EXTRACTED TEXT
In this issue I’d like to talk about the availability of finance and how I can help you obtain it.

 

My September 09 GLOBAL VIEW traced the history of the current global credit crunch – to see that issue click here

 

Since then the availability of loans has if anything got steadily worse. Finance companies here have all but vanished or ceased lending, bank lending criteria is tougher, and many of the types of loans available two or three years ago have disappeared.

 

But there is money around. Here are some observations about the availability of funds – both debt and equity - for property and business. Call or email me if you’d like more detail.

 

Bank Finance

 

Banks are toughening their credit criteria, have fewer funds available to lend and are favouring existing clients. At the same time they are reviewing those existing facilities to seek additional guarantees, covenants, cross collateralisation of securities, GSA security, reduced loan ratios and generally tighter conditions.

 

Banks are notorious for cross collateralising all assets owned and this can lead to problems in a downturn. For example, on the sale of an asset the equity released being retained by the bank to bring other assets owned within new guidelines they require.  We’re constantly being approached by clients to finance acquisitions outside the applicant’s normal banking channels or to refinance existing assets elsewhere.  

 

Having said this we do have good contacts in the banks and are arranging bank loans by providing detailed proposals that enable the bank to better understand your property or business, and your ability to service the debt and repay the loan. 

 

It’s quite simple really, in an environment where money is tight, the more you do to pre-empt the credit department’s questions – yes that includes knowing what their criteria are – the less work and time everyone has to spend on the assessment the more likely the loan will be approved.

 

Residential loans

 

Banks like residential lending which is favourable to their government imposed lending requirements. However they still favour the run-of-the-mill lending to salaried borrowers with a reasonable deposit and a house in a recognised geographical location. Loans outside their comfort zone are hard to obtain, and those where debt servicing is difficult to show, almost impossible.

 

Non-bank residential lenders are far fewer than two or three years ago and many of these are now seeking similar credit criteria to the banks. Gone are the days of the easy lo-doc loans.

 

Many non-bank lenders are restricted by their insurers as to the size of loan and the geographical location of the property. We do however have access to lenders with interest rates comparable to the banks that are not restricted to the amount they will lend on houses.

WRITTEN INSTRUCTION 1
Report every line in the records that contains the string "truck", matching case exactly.
The records have no connection to the text above them.

DATA RECORDS
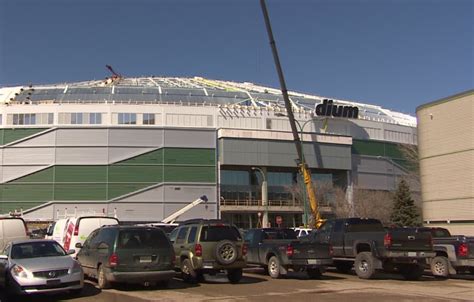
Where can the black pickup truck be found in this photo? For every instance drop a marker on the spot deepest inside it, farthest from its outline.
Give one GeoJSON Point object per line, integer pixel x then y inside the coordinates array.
{"type": "Point", "coordinates": [278, 250]}
{"type": "Point", "coordinates": [454, 253]}
{"type": "Point", "coordinates": [368, 246]}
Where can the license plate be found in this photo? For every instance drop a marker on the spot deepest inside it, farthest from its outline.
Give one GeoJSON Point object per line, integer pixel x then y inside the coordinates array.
{"type": "Point", "coordinates": [146, 259]}
{"type": "Point", "coordinates": [53, 282]}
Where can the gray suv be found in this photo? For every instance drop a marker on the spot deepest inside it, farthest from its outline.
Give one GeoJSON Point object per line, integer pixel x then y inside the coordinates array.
{"type": "Point", "coordinates": [208, 246]}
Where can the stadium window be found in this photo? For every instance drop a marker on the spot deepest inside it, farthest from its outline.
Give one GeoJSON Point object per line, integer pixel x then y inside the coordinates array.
{"type": "Point", "coordinates": [148, 118]}
{"type": "Point", "coordinates": [127, 118]}
{"type": "Point", "coordinates": [95, 118]}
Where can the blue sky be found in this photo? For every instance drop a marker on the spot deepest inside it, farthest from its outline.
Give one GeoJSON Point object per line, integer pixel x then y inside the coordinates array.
{"type": "Point", "coordinates": [398, 54]}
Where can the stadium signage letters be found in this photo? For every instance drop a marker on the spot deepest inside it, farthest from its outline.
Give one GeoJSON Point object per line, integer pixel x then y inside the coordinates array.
{"type": "Point", "coordinates": [327, 108]}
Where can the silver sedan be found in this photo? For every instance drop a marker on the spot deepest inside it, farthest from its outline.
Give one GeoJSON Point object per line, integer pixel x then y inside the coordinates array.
{"type": "Point", "coordinates": [39, 266]}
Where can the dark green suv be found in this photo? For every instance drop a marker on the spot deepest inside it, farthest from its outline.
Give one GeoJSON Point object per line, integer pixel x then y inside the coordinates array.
{"type": "Point", "coordinates": [129, 254]}
{"type": "Point", "coordinates": [208, 246]}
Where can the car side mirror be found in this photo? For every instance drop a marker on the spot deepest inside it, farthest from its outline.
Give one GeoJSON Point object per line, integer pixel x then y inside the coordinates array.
{"type": "Point", "coordinates": [103, 246]}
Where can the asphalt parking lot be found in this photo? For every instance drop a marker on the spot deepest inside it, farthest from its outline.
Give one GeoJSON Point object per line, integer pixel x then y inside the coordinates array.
{"type": "Point", "coordinates": [255, 286]}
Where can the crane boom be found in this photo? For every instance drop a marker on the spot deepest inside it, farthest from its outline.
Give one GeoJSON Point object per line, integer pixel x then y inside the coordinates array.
{"type": "Point", "coordinates": [301, 163]}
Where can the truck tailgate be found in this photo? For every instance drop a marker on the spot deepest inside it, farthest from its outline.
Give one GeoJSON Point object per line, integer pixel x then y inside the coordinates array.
{"type": "Point", "coordinates": [410, 240]}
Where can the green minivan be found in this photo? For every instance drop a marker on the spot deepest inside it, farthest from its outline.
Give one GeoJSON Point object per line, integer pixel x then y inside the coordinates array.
{"type": "Point", "coordinates": [128, 254]}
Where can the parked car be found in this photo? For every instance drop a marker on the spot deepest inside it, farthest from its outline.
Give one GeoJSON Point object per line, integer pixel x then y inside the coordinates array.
{"type": "Point", "coordinates": [454, 254]}
{"type": "Point", "coordinates": [12, 228]}
{"type": "Point", "coordinates": [366, 245]}
{"type": "Point", "coordinates": [129, 254]}
{"type": "Point", "coordinates": [208, 246]}
{"type": "Point", "coordinates": [278, 250]}
{"type": "Point", "coordinates": [39, 266]}
{"type": "Point", "coordinates": [77, 229]}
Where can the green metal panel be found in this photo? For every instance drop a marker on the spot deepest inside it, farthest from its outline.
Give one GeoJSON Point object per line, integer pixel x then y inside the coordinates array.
{"type": "Point", "coordinates": [80, 173]}
{"type": "Point", "coordinates": [152, 174]}
{"type": "Point", "coordinates": [11, 135]}
{"type": "Point", "coordinates": [45, 175]}
{"type": "Point", "coordinates": [190, 156]}
{"type": "Point", "coordinates": [96, 191]}
{"type": "Point", "coordinates": [150, 158]}
{"type": "Point", "coordinates": [190, 174]}
{"type": "Point", "coordinates": [375, 148]}
{"type": "Point", "coordinates": [119, 189]}
{"type": "Point", "coordinates": [7, 207]}
{"type": "Point", "coordinates": [27, 192]}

WRITTEN INSTRUCTION 2
Answer these questions from the text on the availability of finance:
(a) Which issue of GLOBAL VIEW traced the history of the global credit crunch?
(b) Which clients are banks favoring?
(c) Who restricts many non-bank lenders on loan size and property location?

RESULT 1
Where can the black pickup truck be found in this photo? For every instance drop a marker on the spot deepest inside it, farthest from its outline.
Where can the truck tailgate be found in this photo? For every instance drop a marker on the spot deepest inside it, farthest from its outline.

RESULT 2
(a) The September 09 issue.
(b) Existing clients.
(c) Their insurers.